Image location labeling entries
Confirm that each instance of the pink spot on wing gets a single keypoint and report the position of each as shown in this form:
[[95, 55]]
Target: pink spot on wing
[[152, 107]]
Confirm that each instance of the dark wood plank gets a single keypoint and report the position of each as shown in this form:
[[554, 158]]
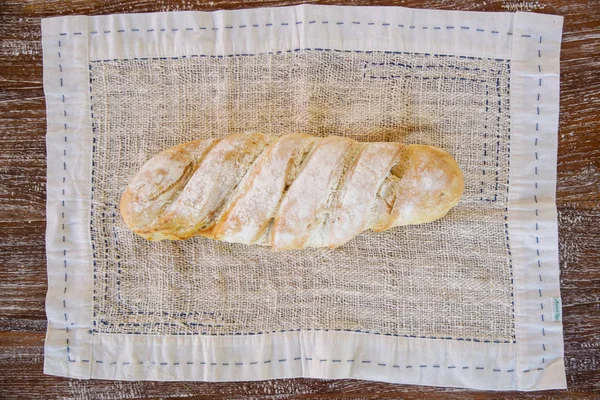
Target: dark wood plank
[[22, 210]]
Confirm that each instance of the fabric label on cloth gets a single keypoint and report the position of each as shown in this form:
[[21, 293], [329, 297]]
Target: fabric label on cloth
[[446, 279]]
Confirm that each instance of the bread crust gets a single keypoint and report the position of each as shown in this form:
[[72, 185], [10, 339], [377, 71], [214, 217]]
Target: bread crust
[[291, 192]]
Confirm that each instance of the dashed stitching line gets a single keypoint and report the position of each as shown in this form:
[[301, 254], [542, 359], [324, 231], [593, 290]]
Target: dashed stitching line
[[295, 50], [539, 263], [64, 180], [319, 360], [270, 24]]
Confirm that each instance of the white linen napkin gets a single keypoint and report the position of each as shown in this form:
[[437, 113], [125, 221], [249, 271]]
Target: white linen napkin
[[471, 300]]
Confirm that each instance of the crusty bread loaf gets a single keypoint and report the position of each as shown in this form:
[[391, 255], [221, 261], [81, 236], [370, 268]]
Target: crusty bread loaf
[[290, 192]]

TASK STATEMENT.
Rescale the rows above: reproduce all of them, requests included, multiplying every keypoint coordinate in the answers by 0.85 and rounding to whole numbers, with halves rounded up, while the requests and their format samples stay unchanged. Leave the pictures out of your output.

WRITTEN RESPONSE.
Confirm that each instance of the pink spot on wing gets a single keypoint and report the position of each as shown in this form:
[[95, 55]]
Target: pink spot on wing
[[129, 91]]
Confirm that each instance of the dark wood plank gets a single keypoint and report the position of each as shown in this form:
[[554, 158]]
Target: dark wood plank
[[19, 179]]
Confirm that each instance of the fabric label on cloth gets a single keypoint and report the position of each as shown in this form:
[[21, 293], [329, 297]]
Target: fabric label on cloth
[[379, 237]]
Confirm that each instance of the bread crust gets a single keypoint and report the position of each as shown in this form:
[[72, 185], [10, 339], [377, 71], [214, 217]]
Target: bread crust
[[247, 163]]
Confirm that each instance of the dashed stitching line gets a single keypoint and report the position of each as shown in this form:
[[301, 254], [542, 359], [324, 231], [593, 290]]
Target: dashed stitching line
[[251, 43], [458, 224], [54, 153], [271, 306], [230, 20]]
Confirm that each instance of the white linen napkin gets a single keypoint and report the position of each as shown in this form:
[[437, 113], [125, 221], [249, 271]]
Target: white linen napkin
[[400, 255]]
Confirm that each instance of the crusty bread loaf gets a single keypoint and report the position of each as shown in this form:
[[391, 255], [221, 261], [81, 236], [370, 268]]
Target: crusty bread loaf
[[247, 163]]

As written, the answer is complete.